Exercise goal ▸
Reproduce the data below word for word, from its first line up to and including the line that contains "[(171, 118)]".

Provided material ▸

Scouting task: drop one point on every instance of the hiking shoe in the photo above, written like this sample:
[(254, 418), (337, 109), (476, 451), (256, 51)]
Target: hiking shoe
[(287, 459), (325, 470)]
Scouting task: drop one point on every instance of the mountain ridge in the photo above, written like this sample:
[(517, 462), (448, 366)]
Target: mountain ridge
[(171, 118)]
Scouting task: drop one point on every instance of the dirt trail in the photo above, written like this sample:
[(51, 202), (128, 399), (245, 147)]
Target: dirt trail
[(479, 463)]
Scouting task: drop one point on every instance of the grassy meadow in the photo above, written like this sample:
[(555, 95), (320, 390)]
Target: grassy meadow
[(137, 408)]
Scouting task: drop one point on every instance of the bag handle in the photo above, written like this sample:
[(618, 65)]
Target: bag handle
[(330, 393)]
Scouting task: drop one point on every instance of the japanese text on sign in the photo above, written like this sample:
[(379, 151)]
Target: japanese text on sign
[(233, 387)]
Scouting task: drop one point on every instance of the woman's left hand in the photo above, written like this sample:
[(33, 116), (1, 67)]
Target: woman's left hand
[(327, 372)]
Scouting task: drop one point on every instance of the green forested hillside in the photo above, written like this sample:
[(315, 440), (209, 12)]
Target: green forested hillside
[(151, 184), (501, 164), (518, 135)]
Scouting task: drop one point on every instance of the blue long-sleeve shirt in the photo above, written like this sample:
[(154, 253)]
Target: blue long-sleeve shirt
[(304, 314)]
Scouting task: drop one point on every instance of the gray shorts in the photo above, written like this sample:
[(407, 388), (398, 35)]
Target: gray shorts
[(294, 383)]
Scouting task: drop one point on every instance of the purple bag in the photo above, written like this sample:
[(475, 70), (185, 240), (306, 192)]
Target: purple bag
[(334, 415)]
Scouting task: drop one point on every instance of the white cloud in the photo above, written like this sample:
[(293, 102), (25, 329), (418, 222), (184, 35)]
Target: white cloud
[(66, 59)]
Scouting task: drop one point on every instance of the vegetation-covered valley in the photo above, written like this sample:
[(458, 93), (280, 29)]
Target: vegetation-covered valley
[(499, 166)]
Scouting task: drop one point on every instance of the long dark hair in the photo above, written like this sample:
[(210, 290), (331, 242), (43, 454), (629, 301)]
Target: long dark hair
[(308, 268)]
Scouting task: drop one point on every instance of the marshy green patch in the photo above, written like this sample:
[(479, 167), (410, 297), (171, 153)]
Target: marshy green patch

Exercise output ▸
Scouting task: drop one point on every instance of the hiking shoe in the photo above, written like this sample:
[(254, 418), (337, 109), (476, 451), (256, 51)]
Target: hiking shoe
[(287, 459), (325, 470)]
Scouting task: drop one point on every instance of the mountain ridge in the photo above, written like this sample:
[(517, 462), (448, 366)]
Target: mountain ridge
[(171, 118)]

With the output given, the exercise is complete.